» **TASK BRIEF**:
For each line of the data below that contains "rough", return that line.

Records from a collection:
::::
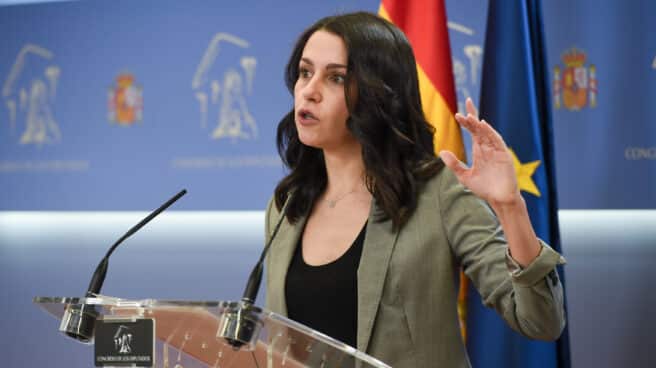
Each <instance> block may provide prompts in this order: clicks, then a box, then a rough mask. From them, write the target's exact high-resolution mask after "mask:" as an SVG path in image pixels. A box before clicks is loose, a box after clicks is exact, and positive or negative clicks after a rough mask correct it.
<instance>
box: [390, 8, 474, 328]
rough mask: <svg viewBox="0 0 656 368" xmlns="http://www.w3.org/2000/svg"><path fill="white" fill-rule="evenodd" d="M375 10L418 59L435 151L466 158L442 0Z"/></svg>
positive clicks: (422, 99) (459, 310) (423, 93)
mask: <svg viewBox="0 0 656 368" xmlns="http://www.w3.org/2000/svg"><path fill="white" fill-rule="evenodd" d="M378 14H379V15H380V16H381V17H383V18H385V19H387V20H389V21H390V22H392V23H394V24H395V25H396V26H397V27H399V28H400V29H401V30H402V31H403V32H404V33H405V35H406V37H408V40H410V44H411V45H412V49H413V50H414V52H415V58H416V60H417V74H418V76H419V93H420V94H421V104H422V106H423V108H424V115H425V116H426V120H428V121H429V122H430V123H431V125H433V126H434V127H435V137H434V138H433V139H434V143H435V152H436V153H437V152H439V151H441V150H449V151H451V152H453V153H454V154H455V155H456V157H458V158H459V159H461V160H463V161H464V160H465V148H464V145H463V143H462V135H461V133H460V126H459V125H458V123H456V120H455V117H454V114H455V113H456V111H457V108H456V106H457V104H456V93H455V88H454V85H453V66H452V65H451V46H450V44H449V33H448V30H447V27H446V9H445V8H444V1H443V0H412V1H407V0H382V1H381V4H380V9H379V10H378ZM467 284H468V282H467V278H466V277H465V276H464V274H462V272H461V274H460V293H459V295H458V316H459V318H460V328H461V333H462V338H463V340H465V339H466V326H465V320H466V314H467V309H466V306H467V304H466V295H467V289H468V287H467Z"/></svg>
::::
» **SOLUTION TO THE EXERCISE**:
Each <instance> block may provide prompts in this order: clicks, then a box, then a rough mask. From them, write the target's exact high-resolution mask after "mask:" as an SVG path in image pixels. A box before clicks is loose, a box after clicks is exact, and positive or negative clicks after a rough mask correct it.
rough mask: <svg viewBox="0 0 656 368" xmlns="http://www.w3.org/2000/svg"><path fill="white" fill-rule="evenodd" d="M375 10L418 59L435 151L466 158L442 0Z"/></svg>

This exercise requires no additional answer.